_What the exercise asks:_ If a record below holds a picture, drop the picture and restate everything else word for word.

_The data:_

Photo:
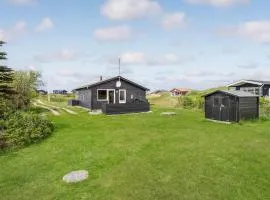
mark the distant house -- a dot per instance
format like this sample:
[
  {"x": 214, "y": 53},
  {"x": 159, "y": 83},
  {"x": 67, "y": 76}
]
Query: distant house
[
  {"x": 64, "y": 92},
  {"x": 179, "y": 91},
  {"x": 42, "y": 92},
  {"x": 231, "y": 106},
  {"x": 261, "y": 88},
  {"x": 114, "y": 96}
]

_Result:_
Photo:
mark the distant house -- a dot per instance
format like this sample:
[
  {"x": 214, "y": 53},
  {"x": 159, "y": 83},
  {"x": 67, "y": 76}
]
Query: distant house
[
  {"x": 64, "y": 92},
  {"x": 179, "y": 91},
  {"x": 42, "y": 92},
  {"x": 231, "y": 106},
  {"x": 261, "y": 88},
  {"x": 114, "y": 96}
]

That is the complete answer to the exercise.